## Text to read
▼

You tell lots of stories and have a great imagination and a noteworthy memory. You were able to direct the babysitter all the way to Nina’s house.
Books about reptiles, dinosaurs, or sea creatures hold your attention most these days. You’re not particularly into sports, but you like climbing and digging and building.
You go to bed around 8:30pm and wake up anywhere between 7:15 and 8:30am.
You have a natural six pack and can do push-ups with impressive technique. The other day I punished you by making you do 10 push-ups. It felt good.
You’ve switched from hating swim lessons to loving swim lessons. Probably because you now know how to swim, though I’m not sure you’re entirely pool safe yet. And some days you get asked to leave class for not listening.
American cheese is your jam. You ask for the individually wrapped kraft squares constantly. You pronounce it “‘merikan”. It goes without saying that a grilled cheese sandwich is the one thing I can serve you and not have to hound you to sit down and finish your food.
Other things I love that you say: Popsicle is “pa-sickle” and lobster is “womp-ster”.
You’re in size 4T clothes but can still fit into size 2T underwear.

▲

## Short problem 1
Answer these questions from the text:
(a) Around what time does the child go to bed?
(b) How many push-ups did the child have to do as a punishment?
(c) How does the child say the word "lobster"?
## Short problem 2
Reproduce the text word for word, from "You go to bed" to "size 2T underwear.".
The rows have nothing to do with the text.

## Extracted material
▼

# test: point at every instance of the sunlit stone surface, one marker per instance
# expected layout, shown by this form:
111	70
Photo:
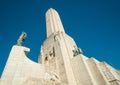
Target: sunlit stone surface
61	62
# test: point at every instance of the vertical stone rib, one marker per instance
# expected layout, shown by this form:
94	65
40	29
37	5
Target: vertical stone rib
53	22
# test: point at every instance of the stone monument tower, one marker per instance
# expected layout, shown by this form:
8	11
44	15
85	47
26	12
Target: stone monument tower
60	62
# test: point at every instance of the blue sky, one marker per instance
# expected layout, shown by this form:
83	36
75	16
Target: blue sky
94	25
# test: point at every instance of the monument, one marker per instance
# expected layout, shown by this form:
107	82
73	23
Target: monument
61	62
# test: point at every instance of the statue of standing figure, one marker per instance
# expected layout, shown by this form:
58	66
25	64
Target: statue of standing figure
21	38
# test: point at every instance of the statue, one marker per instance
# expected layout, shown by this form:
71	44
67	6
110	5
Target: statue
21	38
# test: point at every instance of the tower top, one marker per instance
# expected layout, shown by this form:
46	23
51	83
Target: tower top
53	22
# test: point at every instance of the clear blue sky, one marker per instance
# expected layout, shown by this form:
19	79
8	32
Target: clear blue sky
94	25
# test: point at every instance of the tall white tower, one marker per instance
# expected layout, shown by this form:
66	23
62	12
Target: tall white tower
61	56
61	62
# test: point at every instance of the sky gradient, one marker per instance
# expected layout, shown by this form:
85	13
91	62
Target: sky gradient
93	24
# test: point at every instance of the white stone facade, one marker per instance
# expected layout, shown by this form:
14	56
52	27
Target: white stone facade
61	62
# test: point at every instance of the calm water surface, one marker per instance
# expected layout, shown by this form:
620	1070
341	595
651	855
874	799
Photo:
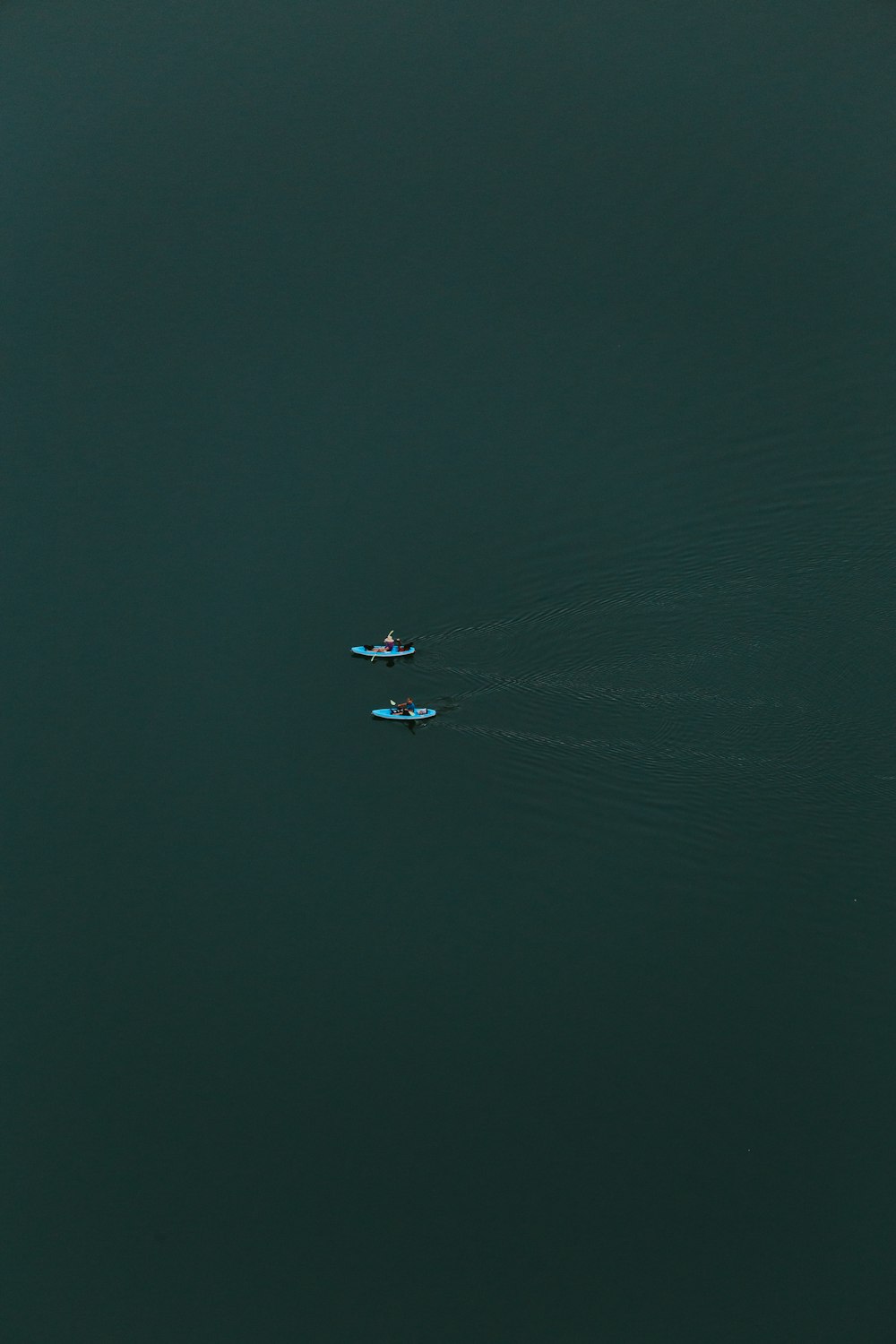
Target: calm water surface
559	340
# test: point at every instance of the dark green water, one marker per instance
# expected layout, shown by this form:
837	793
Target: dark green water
557	338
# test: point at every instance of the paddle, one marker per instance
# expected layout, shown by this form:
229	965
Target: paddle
387	637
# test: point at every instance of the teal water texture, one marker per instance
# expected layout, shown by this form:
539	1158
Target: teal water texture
559	339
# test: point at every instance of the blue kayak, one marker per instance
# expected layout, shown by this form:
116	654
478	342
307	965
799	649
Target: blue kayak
376	650
403	718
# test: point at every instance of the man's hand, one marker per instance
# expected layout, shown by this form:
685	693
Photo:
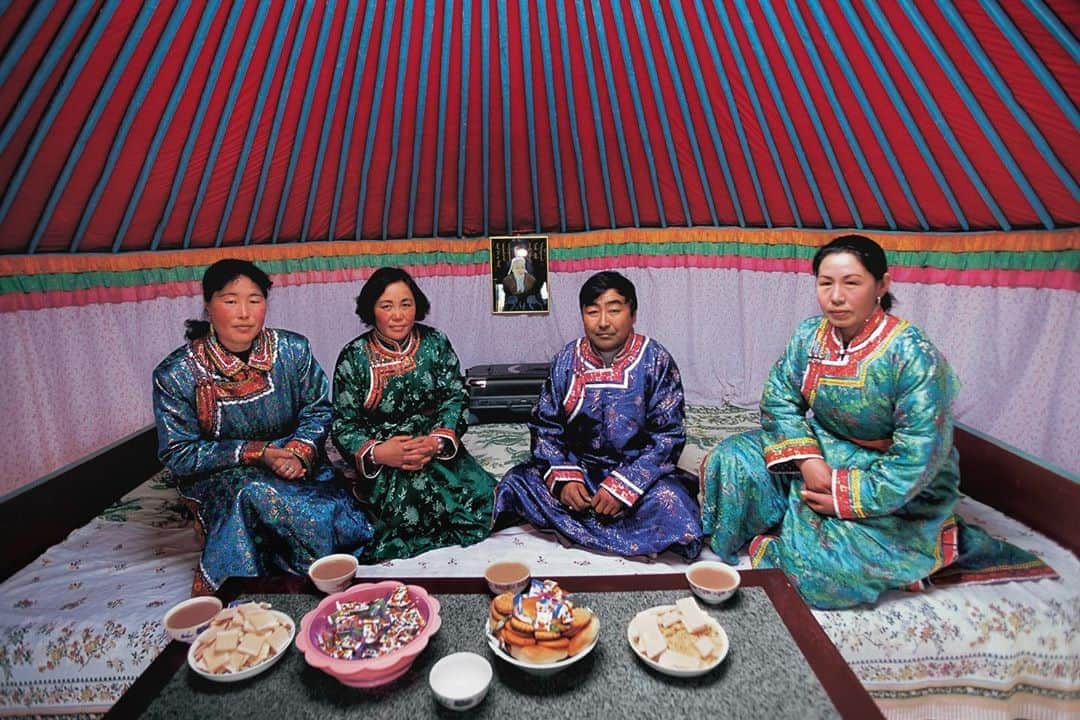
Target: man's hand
817	485
576	497
605	503
283	463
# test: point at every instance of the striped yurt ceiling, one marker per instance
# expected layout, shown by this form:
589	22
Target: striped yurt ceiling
135	125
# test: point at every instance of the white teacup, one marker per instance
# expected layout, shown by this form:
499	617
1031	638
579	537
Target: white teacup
333	573
507	576
713	582
186	620
460	680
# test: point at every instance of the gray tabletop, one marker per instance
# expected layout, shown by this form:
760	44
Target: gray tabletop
764	676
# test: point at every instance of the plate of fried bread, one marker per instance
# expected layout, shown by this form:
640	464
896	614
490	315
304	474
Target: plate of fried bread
540	629
679	639
241	642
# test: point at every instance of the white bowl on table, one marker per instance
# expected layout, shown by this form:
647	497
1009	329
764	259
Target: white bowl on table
460	680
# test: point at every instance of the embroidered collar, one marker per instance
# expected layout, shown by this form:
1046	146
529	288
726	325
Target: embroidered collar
594	360
229	365
868	331
392	349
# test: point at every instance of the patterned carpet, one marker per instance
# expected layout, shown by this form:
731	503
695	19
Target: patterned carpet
82	621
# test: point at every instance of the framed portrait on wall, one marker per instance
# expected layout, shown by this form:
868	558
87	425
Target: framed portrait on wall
520	274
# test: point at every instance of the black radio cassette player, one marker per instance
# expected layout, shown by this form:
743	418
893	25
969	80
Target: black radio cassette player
504	393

▲

## Written solution 1
(a) Around 8:30pm
(b) 10
(c) "Womp-ster"

## Written solution 2
You go to bed around 8:30pm and wake up anywhere between 7:15 and 8:30am.
You have a natural six pack and can do push-ups with impressive technique. The other day I punished you by making you do 10 push-ups. It felt good.
You’ve switched from hating swim lessons to loving swim lessons. Probably because you now know how to swim, though I’m not sure you’re entirely pool safe yet. And some days you get asked to leave class for not listening.
American cheese is your jam. You ask for the individually wrapped kraft squares constantly. You pronounce it “‘merikan”. It goes without saying that a grilled cheese sandwich is the one thing I can serve you and not have to hound you to sit down and finish your food.
Other things I love that you say: Popsicle is “pa-sickle” and lobster is “womp-ster”.
You’re in size 4T clothes but can still fit into size 2T underwear.